* EXERCISE TASK
Convert the listing below into a JSON array of strings, with each line as one string and blank lines omitted. Leave the pictures out of the array.

* INPUT MATERIAL
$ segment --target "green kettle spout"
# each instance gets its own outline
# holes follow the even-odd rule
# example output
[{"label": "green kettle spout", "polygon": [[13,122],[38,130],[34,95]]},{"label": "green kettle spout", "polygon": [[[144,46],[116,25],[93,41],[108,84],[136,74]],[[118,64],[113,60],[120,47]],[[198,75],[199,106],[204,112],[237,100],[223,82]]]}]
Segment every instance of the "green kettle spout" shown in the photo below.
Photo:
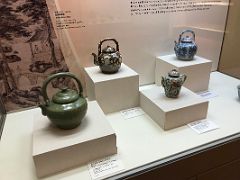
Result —
[{"label": "green kettle spout", "polygon": [[92,53],[93,57],[94,57],[94,64],[99,66],[99,62],[98,62],[98,56],[95,53]]},{"label": "green kettle spout", "polygon": [[46,105],[40,104],[39,107],[42,110],[42,115],[46,116],[47,115],[47,108]]}]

* FULL ANSWER
[
  "$ segment --target \"green kettle spout\"",
  "# each instance gets its own outline",
  "# holes follow the even-odd rule",
  "# example output",
  "[{\"label\": \"green kettle spout\", \"polygon\": [[13,122],[38,130],[34,95]]},{\"label\": \"green kettle spout\", \"polygon\": [[[144,46],[116,25],[93,41],[108,84],[136,74]],[[118,64],[113,60],[120,47]],[[198,75],[199,106],[204,112],[237,100],[223,82]]]}]",
  "Segment every instance of the \"green kettle spout\" shown in the photo below.",
  "Photo:",
  "Result —",
  "[{\"label\": \"green kettle spout\", \"polygon\": [[92,53],[93,57],[94,57],[94,64],[99,66],[99,62],[98,62],[98,56],[95,53]]},{\"label\": \"green kettle spout\", \"polygon\": [[46,105],[40,104],[39,107],[42,110],[42,115],[46,116],[47,115],[47,108]]}]"
]